(Selected passage Opens)

Faculty voice:

Anjana Susarla: Analytics behind March Madness bracketology

March 14, 2018

Anjana Susarla is an associate professor in the Department of Accounting and Information Systems in the College of Business

It has been estimated  that at least a quarter of American adults fill in a bracket for March Madness. Yet, given the range of possible match-ups in the weeks of the tournament, it has been suggested that the odds of randomly filling out a completely perfect NCAA tournament bracket are about one in nine quintillion.

Each and every year, statisticians and mathematicians use quantitative insights to predict winning teams and brackets. This could include a variety of metrics, like factoring in the relative frequency, or rarity of upset victories. For instance, the popular website BracketOdds analyzed data and found that until now, a team with a No. 16 seed has never beaten a No. 1 seed in the round of 64. Models like these help statisticians make predictions, but are not perfect.

While there are a number of mathematical models, Masseyratings contends that three critical metrics matter most when filling out your bracket: the score, location and date of every game that really matter.

An alternative strategy bracketologists take is to look at key elements that correlate most closely to winning: shooting, turnovers, rebounding and free throw proficiency.

(Selected passage Closes)
(Source material Opens)

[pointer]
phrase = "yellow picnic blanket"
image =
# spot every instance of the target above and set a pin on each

(Source material Closes)
(Source material Opens)

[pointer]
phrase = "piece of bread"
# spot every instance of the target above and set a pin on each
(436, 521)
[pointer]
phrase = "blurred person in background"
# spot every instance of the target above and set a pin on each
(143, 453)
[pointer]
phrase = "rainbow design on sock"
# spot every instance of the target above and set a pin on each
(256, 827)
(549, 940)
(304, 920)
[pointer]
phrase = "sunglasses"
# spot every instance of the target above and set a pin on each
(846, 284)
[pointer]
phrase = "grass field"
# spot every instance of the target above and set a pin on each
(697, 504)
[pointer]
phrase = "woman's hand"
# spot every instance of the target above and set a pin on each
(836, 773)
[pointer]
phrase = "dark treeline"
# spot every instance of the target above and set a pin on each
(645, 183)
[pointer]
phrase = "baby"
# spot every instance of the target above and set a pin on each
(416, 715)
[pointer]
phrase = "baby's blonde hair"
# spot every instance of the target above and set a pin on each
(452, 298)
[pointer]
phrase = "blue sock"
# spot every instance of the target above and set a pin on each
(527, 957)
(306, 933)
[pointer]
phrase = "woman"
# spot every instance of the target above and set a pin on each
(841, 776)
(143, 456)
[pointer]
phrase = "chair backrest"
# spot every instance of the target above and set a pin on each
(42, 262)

(Source material Closes)
(Source material Opens)

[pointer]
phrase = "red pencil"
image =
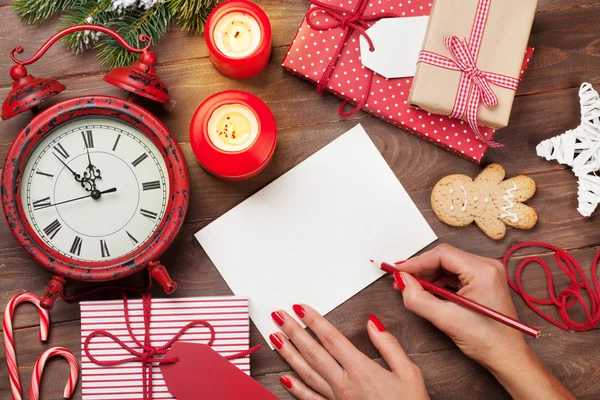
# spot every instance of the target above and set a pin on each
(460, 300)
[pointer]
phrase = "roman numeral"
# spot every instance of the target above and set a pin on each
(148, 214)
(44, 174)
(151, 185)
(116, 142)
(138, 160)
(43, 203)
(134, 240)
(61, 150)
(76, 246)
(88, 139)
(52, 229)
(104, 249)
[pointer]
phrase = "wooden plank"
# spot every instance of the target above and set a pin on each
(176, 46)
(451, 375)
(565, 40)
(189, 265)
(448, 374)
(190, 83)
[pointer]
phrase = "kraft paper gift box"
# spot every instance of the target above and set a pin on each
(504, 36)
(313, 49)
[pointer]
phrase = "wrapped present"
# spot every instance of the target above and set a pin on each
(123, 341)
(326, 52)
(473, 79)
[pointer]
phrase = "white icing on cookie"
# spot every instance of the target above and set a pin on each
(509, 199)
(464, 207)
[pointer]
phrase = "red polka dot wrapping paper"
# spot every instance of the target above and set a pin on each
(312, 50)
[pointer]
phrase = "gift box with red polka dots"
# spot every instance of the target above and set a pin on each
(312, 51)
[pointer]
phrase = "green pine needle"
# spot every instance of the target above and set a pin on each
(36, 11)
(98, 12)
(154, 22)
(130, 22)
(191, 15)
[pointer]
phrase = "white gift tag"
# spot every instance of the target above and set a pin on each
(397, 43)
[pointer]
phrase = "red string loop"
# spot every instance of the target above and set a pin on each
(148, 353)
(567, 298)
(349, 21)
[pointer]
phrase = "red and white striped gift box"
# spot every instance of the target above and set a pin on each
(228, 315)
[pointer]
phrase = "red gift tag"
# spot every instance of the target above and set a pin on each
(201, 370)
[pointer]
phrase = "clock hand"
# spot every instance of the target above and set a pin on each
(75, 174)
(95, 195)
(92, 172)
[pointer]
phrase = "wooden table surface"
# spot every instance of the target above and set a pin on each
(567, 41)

(Source material Closes)

Reproduce, verbatim, the stretch of the March Madness bracketology passage from "Each and every" through "are not perfect.".

__Output__
Each and every year, statisticians and mathematicians use quantitative insights to predict winning teams and brackets. This could include a variety of metrics, like factoring in the relative frequency, or rarity of upset victories. For instance, the popular website BracketOdds analyzed data and found that until now, a team with a No. 16 seed has never beaten a No. 1 seed in the round of 64. Models like these help statisticians make predictions, but are not perfect.